Write every record out again exactly, and keep images out of it.

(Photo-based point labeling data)
++++++++

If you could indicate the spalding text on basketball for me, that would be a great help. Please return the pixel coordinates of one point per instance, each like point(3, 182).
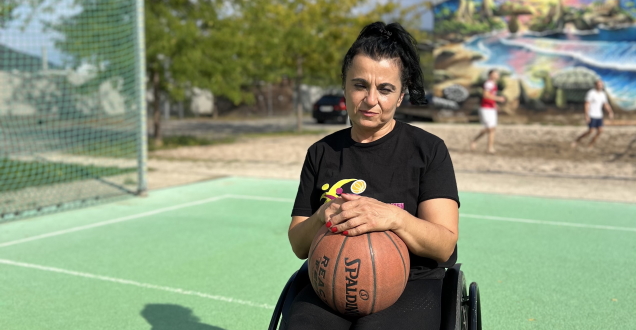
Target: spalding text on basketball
point(352, 269)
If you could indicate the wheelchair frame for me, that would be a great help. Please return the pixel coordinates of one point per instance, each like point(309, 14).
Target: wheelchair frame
point(461, 307)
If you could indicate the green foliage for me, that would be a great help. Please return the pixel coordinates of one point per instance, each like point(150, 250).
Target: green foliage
point(308, 38)
point(100, 36)
point(20, 174)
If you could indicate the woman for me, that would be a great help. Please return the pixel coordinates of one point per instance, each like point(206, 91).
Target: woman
point(409, 184)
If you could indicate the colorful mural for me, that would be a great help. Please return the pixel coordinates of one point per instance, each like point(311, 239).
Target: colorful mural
point(549, 52)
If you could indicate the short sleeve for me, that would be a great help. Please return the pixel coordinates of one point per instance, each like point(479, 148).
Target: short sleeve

++++++++

Response:
If you could indicate the spalding text on basketball for me, that would be a great help. Please return the pixel coordinates of one point per instance, each like point(3, 182).
Target: spalding text on basketball
point(352, 269)
If you could indicate the wheelchair frame for me, that would be a great help. Please return the pixel coordinates of one point per instance, each like point(309, 14).
Target: wheelchair frame
point(461, 307)
If you could indicate the green foliage for me, that would be a great help. Please return the pixel coordinates of one point per instance, each like point(150, 250).
Target: green foliage
point(308, 38)
point(100, 36)
point(20, 174)
If you could indicate the woman for me, that would be a great help. Please return the pixel coordinates of one point per instance, each like point(206, 91).
Target: woman
point(409, 184)
If you could indicate the colorful mural for me, that would be a great help. Please return the pixel coordinates of one point per instance, each like point(311, 239).
Target: colorful mural
point(549, 52)
If you could indicate the short sleeve for me, that would be a great help. Please return the pixel coordinates of one point per instance, each like point(479, 148).
Target: short sleeve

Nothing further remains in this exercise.